- Exercise passage:
○ ○ ○ ○

There is a lot that can be done—such as implementing common standards for recording demographic data—to improve patient matching, according to a new Government Accountability Office (GAO) report that closely examined the issue.

The 21st Century Cures Act included a provision for GAO to study patient record matching, and in this report, GAO describes (1) stakeholders' patient record matching approaches and related challenges; and (2) efforts to improve patient record matching identified by stakeholders.

The 37 stakeholders that GAO interviewed, including representatives from physician practices and hospitals, described their approaches for matching patients' records—comparing patient information in different health records to determine if the records refer to the same patient.

The respondents explained that when exchanging health information with other providers, they match patients' medical records using demographic information, such as the patient's name, date of birth, or sex. This record matching can be done manually or automatically. For example, several provider representatives said that they rely on software that automatically matches records based on the records' demographic information when receiving medical records electronically.

○ ○ ○ ○

- Data excerpt:

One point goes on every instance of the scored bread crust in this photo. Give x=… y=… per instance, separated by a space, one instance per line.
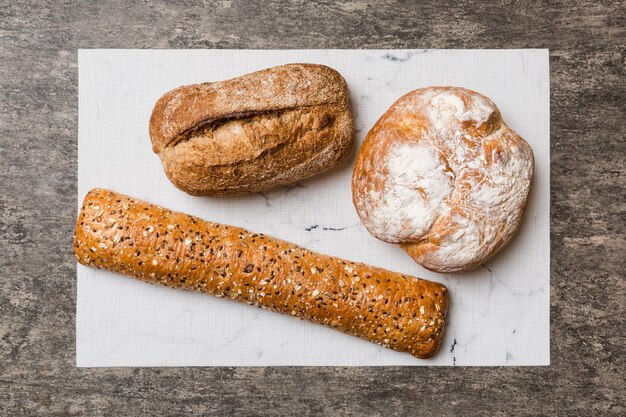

○ ○ ○ ○

- What you should do: Retype the passage on the GAO report about patient record matching in full, with its wording and punctuation unchanged.

- Reply:
There is a lot that can be done—such as implementing common standards for recording demographic data—to improve patient matching, according to a new Government Accountability Office (GAO) report that closely examined the issue.

The 21st Century Cures Act included a provision for GAO to study patient record matching, and in this report, GAO describes (1) stakeholders' patient record matching approaches and related challenges; and (2) efforts to improve patient record matching identified by stakeholders.

The 37 stakeholders that GAO interviewed, including representatives from physician practices and hospitals, described their approaches for matching patients' records—comparing patient information in different health records to determine if the records refer to the same patient.

The respondents explained that when exchanging health information with other providers, they match patients' medical records using demographic information, such as the patient's name, date of birth, or sex. This record matching can be done manually or automatically. For example, several provider representatives said that they rely on software that automatically matches records based on the records' demographic information when receiving medical records electronically.